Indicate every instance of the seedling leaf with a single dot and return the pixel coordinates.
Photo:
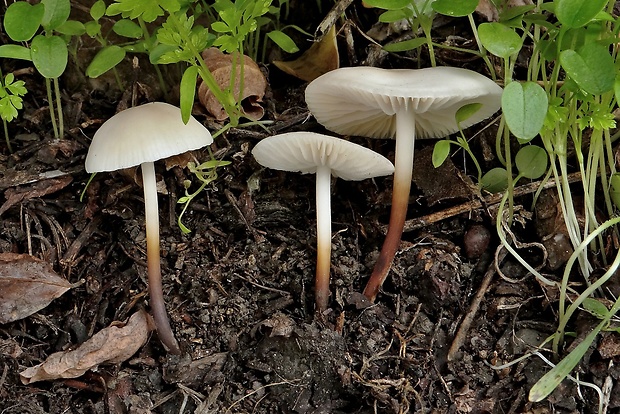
(440, 152)
(495, 180)
(531, 161)
(49, 55)
(283, 41)
(466, 111)
(22, 20)
(56, 13)
(592, 68)
(15, 52)
(127, 28)
(188, 92)
(500, 39)
(455, 8)
(104, 60)
(525, 107)
(388, 4)
(577, 13)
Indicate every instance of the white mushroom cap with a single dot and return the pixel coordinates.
(306, 151)
(145, 133)
(364, 100)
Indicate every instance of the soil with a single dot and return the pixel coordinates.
(239, 287)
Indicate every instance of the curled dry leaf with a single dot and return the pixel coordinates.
(27, 285)
(254, 84)
(319, 59)
(111, 345)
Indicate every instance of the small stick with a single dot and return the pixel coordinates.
(420, 222)
(461, 334)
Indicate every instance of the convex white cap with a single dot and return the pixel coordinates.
(145, 133)
(306, 151)
(363, 100)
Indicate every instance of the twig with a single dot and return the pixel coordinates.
(423, 221)
(469, 317)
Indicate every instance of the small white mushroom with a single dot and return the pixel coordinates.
(140, 136)
(401, 104)
(308, 152)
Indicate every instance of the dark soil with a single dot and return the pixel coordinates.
(239, 287)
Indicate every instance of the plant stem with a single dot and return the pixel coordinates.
(61, 119)
(50, 101)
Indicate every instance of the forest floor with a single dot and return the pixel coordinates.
(239, 287)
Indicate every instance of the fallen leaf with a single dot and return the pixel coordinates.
(319, 59)
(254, 84)
(36, 190)
(27, 285)
(111, 345)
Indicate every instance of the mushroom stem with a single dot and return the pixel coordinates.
(323, 237)
(403, 171)
(158, 307)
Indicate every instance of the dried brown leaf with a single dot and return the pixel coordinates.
(489, 11)
(111, 345)
(254, 84)
(319, 59)
(27, 285)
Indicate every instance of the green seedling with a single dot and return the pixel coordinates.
(206, 173)
(48, 50)
(11, 92)
(418, 13)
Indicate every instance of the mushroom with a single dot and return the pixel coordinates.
(401, 104)
(309, 152)
(140, 136)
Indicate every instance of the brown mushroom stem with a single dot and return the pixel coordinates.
(403, 171)
(323, 237)
(156, 294)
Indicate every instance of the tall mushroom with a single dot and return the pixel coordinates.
(401, 104)
(308, 152)
(140, 136)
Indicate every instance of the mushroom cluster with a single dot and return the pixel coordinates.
(140, 136)
(401, 104)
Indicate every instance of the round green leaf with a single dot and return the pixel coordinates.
(56, 13)
(495, 180)
(71, 28)
(455, 8)
(127, 28)
(15, 52)
(524, 106)
(591, 67)
(22, 20)
(499, 39)
(97, 10)
(49, 55)
(531, 161)
(388, 4)
(577, 13)
(440, 152)
(104, 60)
(283, 41)
(467, 111)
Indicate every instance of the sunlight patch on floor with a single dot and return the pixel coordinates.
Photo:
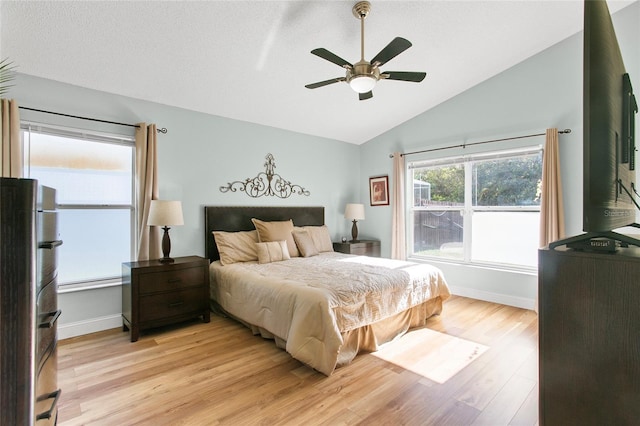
(431, 354)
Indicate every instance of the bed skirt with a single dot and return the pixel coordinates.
(368, 338)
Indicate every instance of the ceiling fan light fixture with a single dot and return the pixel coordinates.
(362, 83)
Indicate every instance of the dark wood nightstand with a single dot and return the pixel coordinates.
(156, 294)
(359, 247)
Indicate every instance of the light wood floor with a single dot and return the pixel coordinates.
(220, 374)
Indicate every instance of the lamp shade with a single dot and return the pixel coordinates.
(354, 212)
(165, 213)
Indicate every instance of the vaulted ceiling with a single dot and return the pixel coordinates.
(250, 60)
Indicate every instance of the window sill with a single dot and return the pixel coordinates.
(90, 285)
(528, 270)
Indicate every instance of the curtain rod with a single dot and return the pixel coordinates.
(162, 130)
(464, 145)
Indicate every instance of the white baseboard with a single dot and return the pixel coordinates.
(67, 331)
(503, 299)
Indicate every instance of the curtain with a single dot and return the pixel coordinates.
(551, 207)
(398, 237)
(11, 153)
(146, 190)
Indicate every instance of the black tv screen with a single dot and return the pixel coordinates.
(609, 126)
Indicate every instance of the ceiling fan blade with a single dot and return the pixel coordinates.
(365, 96)
(331, 57)
(416, 77)
(393, 49)
(324, 83)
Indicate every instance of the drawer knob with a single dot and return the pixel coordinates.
(47, 414)
(53, 317)
(50, 244)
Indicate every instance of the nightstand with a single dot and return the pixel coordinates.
(156, 294)
(359, 247)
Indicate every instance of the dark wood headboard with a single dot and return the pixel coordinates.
(234, 218)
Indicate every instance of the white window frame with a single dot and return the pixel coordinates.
(467, 209)
(93, 136)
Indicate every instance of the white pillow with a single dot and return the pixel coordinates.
(272, 251)
(236, 246)
(320, 236)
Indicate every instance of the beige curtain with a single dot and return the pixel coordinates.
(398, 237)
(551, 207)
(146, 190)
(11, 153)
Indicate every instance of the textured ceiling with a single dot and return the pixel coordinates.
(250, 60)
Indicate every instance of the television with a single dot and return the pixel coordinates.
(609, 151)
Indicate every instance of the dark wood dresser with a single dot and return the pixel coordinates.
(28, 304)
(359, 247)
(589, 331)
(156, 294)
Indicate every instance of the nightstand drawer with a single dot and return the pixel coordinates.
(171, 280)
(155, 294)
(359, 248)
(166, 305)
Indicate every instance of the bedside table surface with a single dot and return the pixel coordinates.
(177, 261)
(359, 247)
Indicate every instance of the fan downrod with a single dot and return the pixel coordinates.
(361, 9)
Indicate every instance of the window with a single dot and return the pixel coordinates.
(93, 176)
(483, 209)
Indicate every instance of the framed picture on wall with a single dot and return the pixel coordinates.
(379, 190)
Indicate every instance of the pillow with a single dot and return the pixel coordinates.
(277, 231)
(236, 246)
(273, 251)
(305, 244)
(320, 236)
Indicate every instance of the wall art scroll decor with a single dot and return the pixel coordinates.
(267, 183)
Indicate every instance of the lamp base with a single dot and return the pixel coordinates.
(166, 246)
(354, 232)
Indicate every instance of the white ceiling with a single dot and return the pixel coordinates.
(250, 60)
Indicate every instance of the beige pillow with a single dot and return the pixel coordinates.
(273, 251)
(305, 244)
(277, 231)
(320, 236)
(236, 246)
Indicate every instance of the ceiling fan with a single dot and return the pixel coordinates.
(363, 75)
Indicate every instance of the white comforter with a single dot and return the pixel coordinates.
(309, 302)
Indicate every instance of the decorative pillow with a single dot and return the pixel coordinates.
(273, 251)
(277, 231)
(236, 246)
(305, 244)
(320, 236)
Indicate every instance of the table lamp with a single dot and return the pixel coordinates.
(165, 213)
(354, 212)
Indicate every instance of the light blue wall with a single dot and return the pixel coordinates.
(199, 153)
(542, 92)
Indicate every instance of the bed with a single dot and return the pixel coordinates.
(321, 306)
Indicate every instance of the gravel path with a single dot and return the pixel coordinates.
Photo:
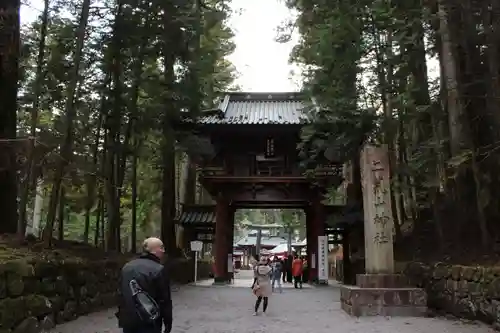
(229, 310)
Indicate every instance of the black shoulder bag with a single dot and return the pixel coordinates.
(145, 306)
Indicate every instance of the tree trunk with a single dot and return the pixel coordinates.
(92, 178)
(133, 232)
(60, 218)
(70, 112)
(168, 140)
(9, 76)
(460, 141)
(39, 75)
(113, 121)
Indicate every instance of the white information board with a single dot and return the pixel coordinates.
(196, 246)
(230, 263)
(323, 258)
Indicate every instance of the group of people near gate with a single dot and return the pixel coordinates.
(145, 304)
(269, 273)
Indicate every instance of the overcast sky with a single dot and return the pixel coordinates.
(262, 62)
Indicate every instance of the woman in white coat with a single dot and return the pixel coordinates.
(262, 287)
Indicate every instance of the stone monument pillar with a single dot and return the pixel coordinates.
(379, 291)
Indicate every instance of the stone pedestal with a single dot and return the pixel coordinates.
(383, 295)
(380, 292)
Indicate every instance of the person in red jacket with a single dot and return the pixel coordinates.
(297, 266)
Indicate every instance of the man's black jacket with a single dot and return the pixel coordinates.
(151, 275)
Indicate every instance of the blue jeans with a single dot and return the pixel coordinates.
(277, 279)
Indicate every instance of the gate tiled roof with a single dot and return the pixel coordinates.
(257, 108)
(197, 215)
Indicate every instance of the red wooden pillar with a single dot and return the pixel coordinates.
(309, 249)
(317, 229)
(221, 247)
(230, 236)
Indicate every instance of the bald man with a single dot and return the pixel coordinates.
(153, 279)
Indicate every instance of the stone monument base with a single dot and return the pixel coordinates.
(383, 295)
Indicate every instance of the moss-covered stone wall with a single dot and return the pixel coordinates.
(36, 294)
(471, 292)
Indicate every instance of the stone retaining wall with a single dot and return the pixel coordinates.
(36, 294)
(464, 291)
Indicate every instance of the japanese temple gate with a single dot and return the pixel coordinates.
(255, 164)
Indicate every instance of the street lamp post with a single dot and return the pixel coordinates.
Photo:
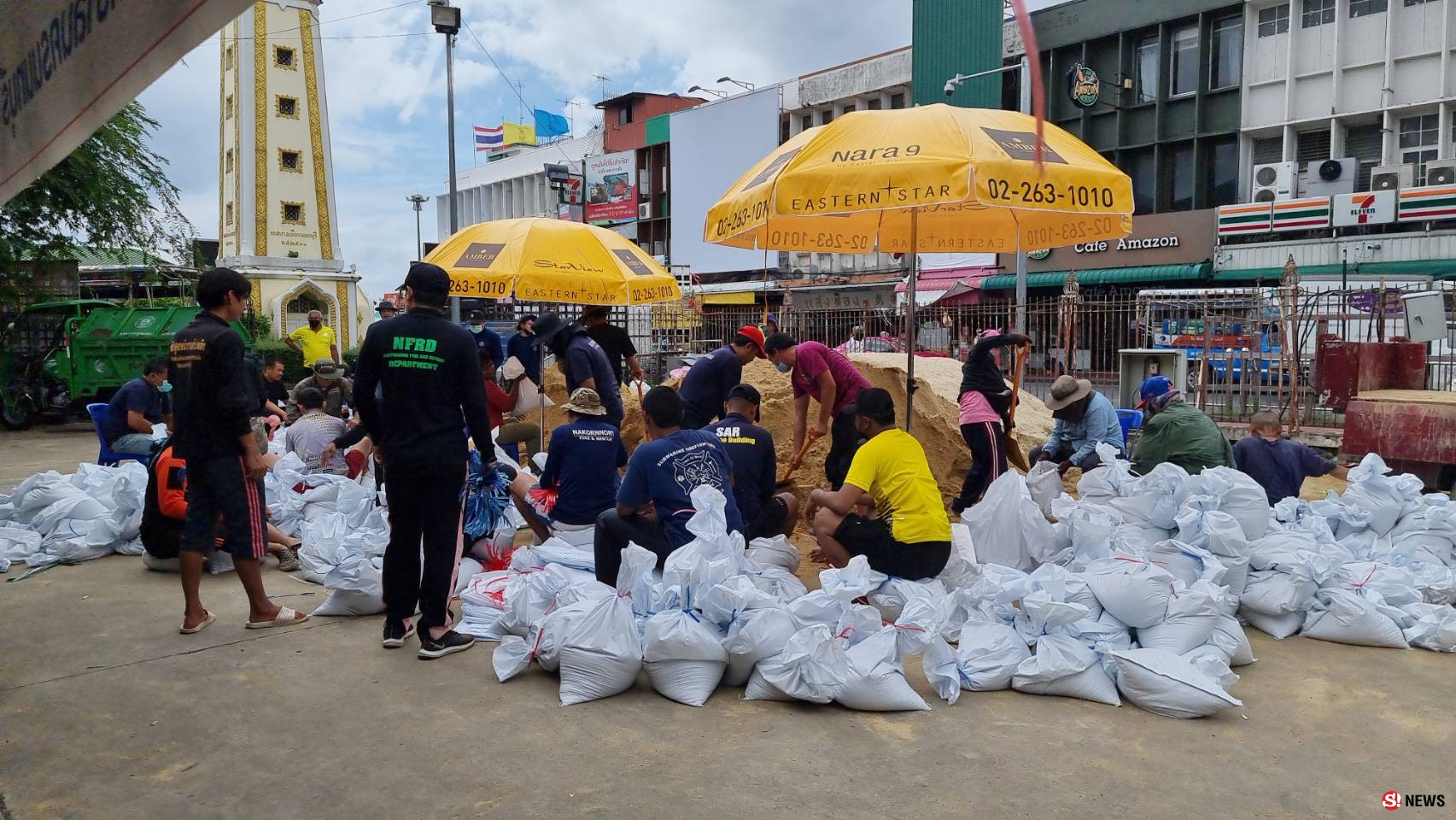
(447, 22)
(418, 200)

####

**STATED GOAL:** Copy exactly the lines from the line containing "Indicate every instance of the white information" through the last line of the records, both included, and omit every picture.

**RESPONSE:**
Indicate every instance of the white information board with a single dot and return the pixel coordinates.
(196, 246)
(230, 263)
(323, 258)
Indicate every instance of the group of people near gate with a single dot and return the pixel coordinates.
(145, 304)
(269, 273)
Indicate every instance of the overcast sky with a single dot and return the pixel coordinates.
(262, 62)
Indicate every instance of the woman in white coat with a single dot and return the pixel coordinates.
(262, 287)
Indicate every instance of the stone monument pillar with a single dot and return the pixel coordinates.
(379, 291)
Indicate every instance of the stone pedestal with a single dot and return the pixel coordinates.
(383, 295)
(380, 292)
Indicate every instance of the person in red jacket with a single dot and return the pixel coordinates.
(297, 266)
Indicate every instance of the man's black jacket with a single dot and return the pixel coordinates.
(151, 275)
Indicate every instance of the blue jeans with a single dot and return the pixel coordinates.
(277, 279)
Indicate every instance of the gate tiled roof with a single dot and return the pixel coordinates.
(257, 108)
(197, 215)
Indicate every instance of the red wooden pillar with a single dot and return the pixel coordinates.
(309, 249)
(317, 229)
(221, 247)
(230, 236)
Indicate every instance of the bald man with a single dot and return the pixel coordinates.
(153, 279)
Indicate every instance of the stone monument base with a single dot and return the pixel coordinates.
(383, 295)
Indicate every instance of the moss-covered stone wall with a single dot and return the pixel coordinates.
(36, 294)
(471, 292)
Indicate every instance of the stone retaining wall with a single dot and return the pixel coordinates.
(36, 294)
(464, 291)
Indicate every instance of the japanese temple gate with a single dot and return the pixel coordinates.
(255, 164)
Indicate every instance of the street lamp post with a single dot and return the pixel coordinates.
Photo:
(447, 22)
(418, 200)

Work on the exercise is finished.